**Text under study**:
The defining concepts of modern political life, such as freedom, equality, democracy, justice, representation, culture, equality, the citizen, the nation-state, majority and minority, are all concepts taken to often be transparent and normatively the marker of progress, and the product of Western civilization.
In short, the dominant aspiration is towards what we call liberal democracy and its political subject – the rational autonomous individual. More democratic versions of our political modernity are emerging in the realms of history, sociology, and anthropology, to suggest two propositions that challenge this origins story- that the Western tradition is the product of borrowing from other traditions, and secondly, that political modernity itself might not be singular but rather plural. In this view China, South and Southeast Asia, Latin America, and the Middle East, contain within them histories of intellectual life that have produced knowledge which has contended with the major predicaments of contemporary political life. How will we bring into our education, as educators, and scholars, these debates, and bodies of work? How will we grapple with linguistic divides that require the work of translation? We are already aware that a rich history of political thought that resides in the reflections of Africans are in many instances not yet adequately a part of our curricula- the work of scholars like Houtondji, Wiredu, Diop, and anti-colonial thinkers like Fanon, and Cabral, to Nkrumah, Molema, and Nyerere, and political theorists like Peter Ekeh and Claude Ake. What are the implications of these propositions for how we teach political theory in our times? By this we mean, in contrast to the way in which this question was posed in the immediate moment after colonialism, when justice meant one form of centrism might have been replaced by another, when to Africanize the curriculum was interpreted as displacing the European canon. Rather, how do we navigate towards a pedagogy and a curriculum which grapples with political philosophy and political theory as a diverse set of intellectual traditions which are neither discreet nor static but rather entwined and dynamic?

**Data section**:
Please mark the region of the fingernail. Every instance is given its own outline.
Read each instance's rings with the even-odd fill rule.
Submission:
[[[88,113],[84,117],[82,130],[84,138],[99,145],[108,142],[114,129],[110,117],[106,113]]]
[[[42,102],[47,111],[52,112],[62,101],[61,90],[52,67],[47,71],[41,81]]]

**Your task**:
Answer these questions from the text on political modernity above.
(a) What political subject does the text pair with liberal democracy?
(b) Which regions does the text say contain histories of intellectual life that produced knowledge bearing on contemporary political life?
(c) In the moment right after colonialism, how was Africanizing the curriculum interpreted?

**Response box**:
(a) The rational autonomous individual.
(b) China, South and Southeast Asia, Latin America, and the Middle East.
(c) As displacing the European canon.